**MATERIAL FOR THE TASK**
__________

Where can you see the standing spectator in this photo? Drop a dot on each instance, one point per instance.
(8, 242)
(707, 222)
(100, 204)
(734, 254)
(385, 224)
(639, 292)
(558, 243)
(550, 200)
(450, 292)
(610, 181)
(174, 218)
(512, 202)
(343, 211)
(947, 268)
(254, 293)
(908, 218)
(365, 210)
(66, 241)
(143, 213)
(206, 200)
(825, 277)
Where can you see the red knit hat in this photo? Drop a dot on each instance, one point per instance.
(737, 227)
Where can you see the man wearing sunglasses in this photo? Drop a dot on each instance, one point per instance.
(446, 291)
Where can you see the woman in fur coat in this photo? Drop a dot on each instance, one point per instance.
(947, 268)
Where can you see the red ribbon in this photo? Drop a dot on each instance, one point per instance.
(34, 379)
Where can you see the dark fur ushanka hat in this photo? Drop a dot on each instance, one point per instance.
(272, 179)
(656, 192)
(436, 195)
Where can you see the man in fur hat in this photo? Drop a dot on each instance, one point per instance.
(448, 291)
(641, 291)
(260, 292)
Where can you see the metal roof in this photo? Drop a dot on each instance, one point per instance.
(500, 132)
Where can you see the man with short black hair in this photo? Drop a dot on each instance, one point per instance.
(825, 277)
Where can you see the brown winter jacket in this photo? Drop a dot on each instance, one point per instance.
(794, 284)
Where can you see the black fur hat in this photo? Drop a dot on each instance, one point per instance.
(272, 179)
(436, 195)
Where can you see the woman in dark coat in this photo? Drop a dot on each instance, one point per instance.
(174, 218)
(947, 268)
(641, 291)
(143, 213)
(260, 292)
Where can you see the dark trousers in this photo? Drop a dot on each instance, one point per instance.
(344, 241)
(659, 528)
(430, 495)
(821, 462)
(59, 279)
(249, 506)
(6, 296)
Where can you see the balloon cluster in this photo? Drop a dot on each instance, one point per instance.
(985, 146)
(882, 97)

__________

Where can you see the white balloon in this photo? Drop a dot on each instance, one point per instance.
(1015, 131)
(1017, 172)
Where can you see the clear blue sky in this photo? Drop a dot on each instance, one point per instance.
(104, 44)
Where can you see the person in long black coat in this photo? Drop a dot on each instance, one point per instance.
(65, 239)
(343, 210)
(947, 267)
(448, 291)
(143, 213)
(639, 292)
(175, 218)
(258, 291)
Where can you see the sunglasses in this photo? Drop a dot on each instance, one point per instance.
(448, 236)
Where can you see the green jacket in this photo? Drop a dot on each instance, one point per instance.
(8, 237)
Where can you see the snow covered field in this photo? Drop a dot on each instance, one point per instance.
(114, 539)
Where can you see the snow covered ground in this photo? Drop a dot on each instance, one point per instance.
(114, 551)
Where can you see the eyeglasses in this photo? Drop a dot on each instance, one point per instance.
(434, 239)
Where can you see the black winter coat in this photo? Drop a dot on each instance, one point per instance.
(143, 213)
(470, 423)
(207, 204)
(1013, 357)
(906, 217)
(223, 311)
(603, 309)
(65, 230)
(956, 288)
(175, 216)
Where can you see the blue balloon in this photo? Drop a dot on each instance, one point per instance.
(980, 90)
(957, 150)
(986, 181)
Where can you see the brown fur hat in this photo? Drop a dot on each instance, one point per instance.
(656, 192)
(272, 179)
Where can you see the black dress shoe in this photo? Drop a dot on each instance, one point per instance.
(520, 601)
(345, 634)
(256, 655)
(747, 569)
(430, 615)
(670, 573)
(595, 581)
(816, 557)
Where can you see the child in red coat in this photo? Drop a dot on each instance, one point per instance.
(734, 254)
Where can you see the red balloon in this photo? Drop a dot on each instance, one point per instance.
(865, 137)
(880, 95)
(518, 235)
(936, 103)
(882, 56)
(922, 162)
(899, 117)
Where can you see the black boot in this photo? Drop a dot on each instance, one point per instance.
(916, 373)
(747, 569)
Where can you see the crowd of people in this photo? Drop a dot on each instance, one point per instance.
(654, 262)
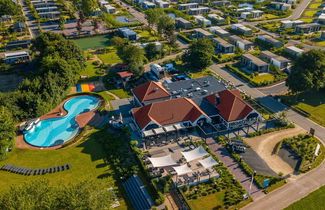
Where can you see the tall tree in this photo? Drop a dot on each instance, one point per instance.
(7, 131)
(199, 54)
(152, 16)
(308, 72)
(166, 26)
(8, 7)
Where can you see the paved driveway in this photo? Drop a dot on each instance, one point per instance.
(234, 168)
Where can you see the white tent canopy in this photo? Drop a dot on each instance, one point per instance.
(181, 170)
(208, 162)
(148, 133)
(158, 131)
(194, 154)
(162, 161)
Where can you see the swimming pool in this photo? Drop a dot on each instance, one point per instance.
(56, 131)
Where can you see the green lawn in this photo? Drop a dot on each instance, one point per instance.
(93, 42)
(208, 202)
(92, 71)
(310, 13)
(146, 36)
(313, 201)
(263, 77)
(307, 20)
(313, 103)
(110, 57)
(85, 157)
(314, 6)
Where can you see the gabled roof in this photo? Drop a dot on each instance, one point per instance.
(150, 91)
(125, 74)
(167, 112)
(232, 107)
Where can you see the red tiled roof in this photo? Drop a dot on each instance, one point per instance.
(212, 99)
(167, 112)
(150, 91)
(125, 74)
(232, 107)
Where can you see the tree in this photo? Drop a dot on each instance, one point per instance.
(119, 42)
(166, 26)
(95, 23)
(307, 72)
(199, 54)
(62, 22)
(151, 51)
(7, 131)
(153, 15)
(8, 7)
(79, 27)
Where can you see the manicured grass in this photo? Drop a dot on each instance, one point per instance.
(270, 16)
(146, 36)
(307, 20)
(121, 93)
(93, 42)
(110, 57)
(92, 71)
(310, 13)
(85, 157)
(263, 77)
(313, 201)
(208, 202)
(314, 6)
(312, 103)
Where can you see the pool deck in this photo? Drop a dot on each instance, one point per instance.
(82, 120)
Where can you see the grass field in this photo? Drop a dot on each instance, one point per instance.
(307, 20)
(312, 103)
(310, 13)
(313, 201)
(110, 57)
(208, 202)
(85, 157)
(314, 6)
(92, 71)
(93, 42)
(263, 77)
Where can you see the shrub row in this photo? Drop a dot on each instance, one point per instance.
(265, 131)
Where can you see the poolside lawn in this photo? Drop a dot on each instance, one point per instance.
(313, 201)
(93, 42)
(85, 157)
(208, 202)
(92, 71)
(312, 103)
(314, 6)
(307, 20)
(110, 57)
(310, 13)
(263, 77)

__________

**TASK REQUIREMENTS**
Please give only the number of lines in the items above that contain the string "blue". Case counts.

**EXPECTED ANSWER**
2